Requirement A:
Reproduce the potentiometer text starting with "The potentiomater module" and going on through "various different carburetors.", renaming "position sensor" to "throttle sensor" wherever it occurs.
Requirement B:
Summarize the potentiometer text in two sentences.

Quoted text:
--- BEGIN ---

The potentiomater module 14 is constructed separately from the mounting case 12. This permits the module to be tested independently of the casing so that should a module be rejected, only the module need be disposed of or reworked and not the entire position sensor. Additionally, by constructing the potentiometer module 14 separately from the mounting case 12, the same potentiometer module may be used with differently shaped mounting cases. This can be a particularly useful feature where differences in the mounting case are required due to the requirements of mounting in various different carburetors.
The potentiometer module 14 includes four elements, a unitary cylindrical casing 36, a torsion spring 38 fitting into the cylindrical casing 36, a rotor 40, and a substrate element 42. These elements are shown in an exploded perspective view in FIG. 2. The cylindrical casing 36 has at one end a flat annular surface 44 from which extends a cylindrical boss 46 having a smaller diameter than the main portion of the cylindrical casing. The diameter of this integrally formed boss 46 is used as the "pilot diameter" to mate with a cylindrical collar (not shown) on the carburetor to precisely center the throttle position sensor relative for example, to an arm connected to the butterfly fly valve.
Just inside the cylindrical casing 36 on the side proximate the pilot diameter boss 46 is a cylindrical element 48 for providing one bearing surface 49 rotatably supporting the bearing surface 50 of the rotor 40. Just inside the cylindrical casing on the side opposite the pilot boss 46 is a bearing surface 53 for rotatably supporting the cylindrical surface 51 of the rotor 40. Thus the single piece cylindrical casing 36 provides the two spaced cylindrical bearing surfaces 49 and 53 for the cantilever bearing system of the present invention.
It is important at this point to note that the two bearing surfaces 53,49 as well as the cylindrical pilot boss 46 which acts to aid in aligning the throttle position sensor with an arm connected to the butterfly valve are all formed in the one piece casing 36. A major advantage of this one piece construction is that alignment of the bearing surfaces 53, 49 and the pilot boss 46 takes place during the molding process and not during the stage at which the pieces are put together. This feature acts to substantially reduce the manufacturing costs over those of previous potentiometers and in addition makes possible alignment tolerances which are on order of magnitude greater than has been possible in the past.

--- END ---

Given data:
--- BEGIN ---

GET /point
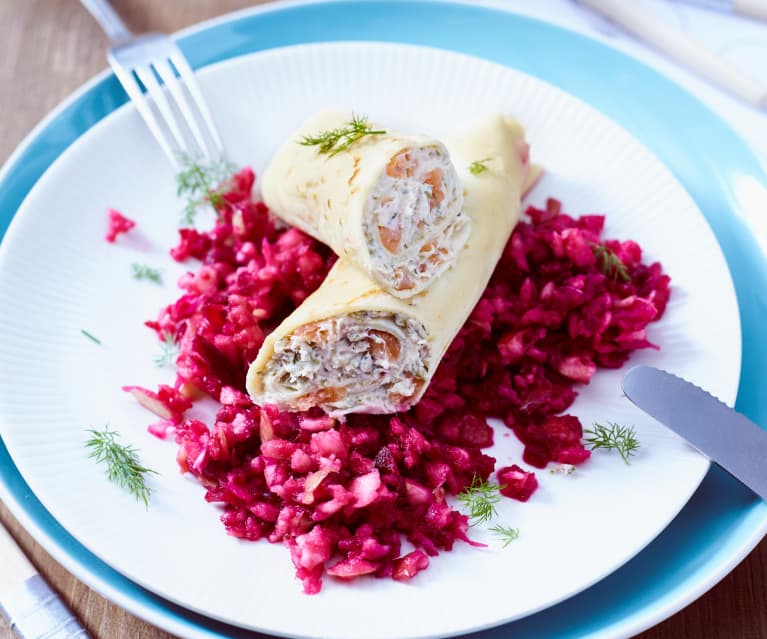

--- END ---

Task result A:
The potentiomater module 14 is constructed separately from the mounting case 12. This permits the module to be tested independently of the casing so that should a module be rejected, only the module need be disposed of or reworked and not the entire throttle sensor. Additionally, by constructing the potentiometer module 14 separately from the mounting case 12, the same potentiometer module may be used with differently shaped mounting cases. This can be a particularly useful feature where differences in the mounting case are required due to the requirements of mounting in various different carburetors.

Task result B:
The potentiometer module is built separately from the mounting case, so it can be tested on its own and used with differently shaped mounting cases for various carburetors. Its one-piece cylindrical casing contains both rotor bearing surfaces and the pilot boss that centers the throttle position sensor, all aligned during molding, which substantially reduces manufacturing costs.